** TASK REQUIREMENTS **
1 > Using the news text below about Ocugen's Covaxin studies, explain in one to three sentences why the FDA placed the clinical hold on the Phase II/III trial.
2 > Resume the news text below about the FDA lifting the hold on Ocugen's Covaxin studies, starting right after its last sentence.

── TEXT EXCERPT ──

Lifting the clinical hold will allow Ocugen to continue to assess the vaccine in its ongoing study and potentially support its efforts to achieve EUA or full approval.
Courtesy of Sanchit Khanna/Hindustan Times via Getty Images
The U.S. Food and Drug Administration lifted a second clinical hold on Ocugen’s clinical studies of Covaxin, a vaccine for COVID-19.
The company was in the midst of conducting a Phase II/III clinical trial when the FDA placed the hold last month following Ocugen’s own decision to pause the study. This was due to concerns raised by the World Health Organization regarding an inspection of developmental partner Bharat Biotech International Limited’s manufacturing facility. Lifting the clinical hold will allow the company to continue to assess the vaccine in its ongoing study and potentially support Ocugen’s efforts to achieve Emergency Use Authorization or full approval.
Shankar Musunuri, chairman and CEO of Pennsylvania-based Ocugen, expressed excitement about being able to continue to assess Covaxin, a highly purified and inactivated vaccine that is manufactured using a vero cell manufacturing platform. Covaxin has been used extensively across India and other countries and is supported by the World Health Organization as an authorized vaccine against the ongoing COVID-19 pandemic.

───
── RECORDS SUPPLIED ──

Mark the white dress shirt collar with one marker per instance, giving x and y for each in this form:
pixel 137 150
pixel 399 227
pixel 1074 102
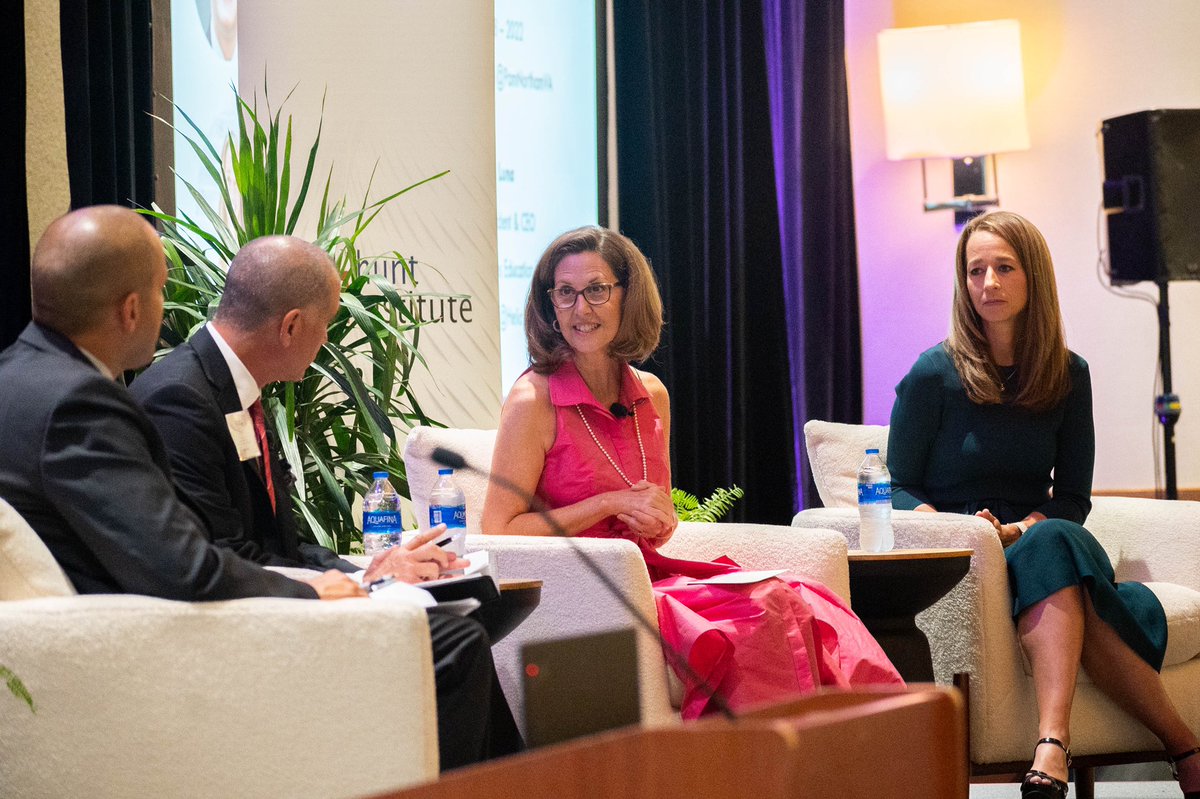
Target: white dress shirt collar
pixel 243 380
pixel 99 364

───

** EXPECTED OUTPUTS **
1 > The FDA placed the hold after Ocugen decided on its own to pause the study. Ocugen paused because the World Health Organization had raised concerns about an inspection of the manufacturing facility of its developmental partner, Bharat Biotech International Limited.

2 >
Ocugen and Bharat Biotech have been working together since 2020 to develop the two-dose vaccine for use in North America. Ocugen has rights to market the vaccine in the United States, Canada and Mexico.
“The need for delivering an additional, differentiated vaccine option, we believe, remains a priority. Ocugen will now work with study sites to fully resume this clinical development program immediately,” Musunri said in a statement Monday morning. Over the course of the partnership with Bharat Biotech, Musunri has maintained that Covaxin will be an important tool to help fight the COVID-19 pandemic. Earlier this year, Bharat released interim data showing that the vaccine demonstrated a 78% efficacy against mild to moderate infection and 100% against severe COVID-19.
The clinical hold leveled against Ocugen in April came two months after the FDA lifted another Covaxin clinical hold. That hold, which was placed in November 20201, was lifted in February.
Multiple difficulties have beset Ocugen as it has attempted to bring the India-developed vaccine to the United States. Throughout 2021, Ocugen had hoped to secure Emergency Use Authorization from the FDA for Covaxin. However, in the middle of 2021, the FDA recommended that the company seek full approval for Covaxin rather than EUA. In late 2021, the company opted to seek EUA for pediatric patients anyway, citing a need for that patient population.
In the U.S., only the vaccine developed by Pfizer and BioNTech has received authorization for the pediatric population ages 5 to 17, and the FDA rejected Covaxin for this population.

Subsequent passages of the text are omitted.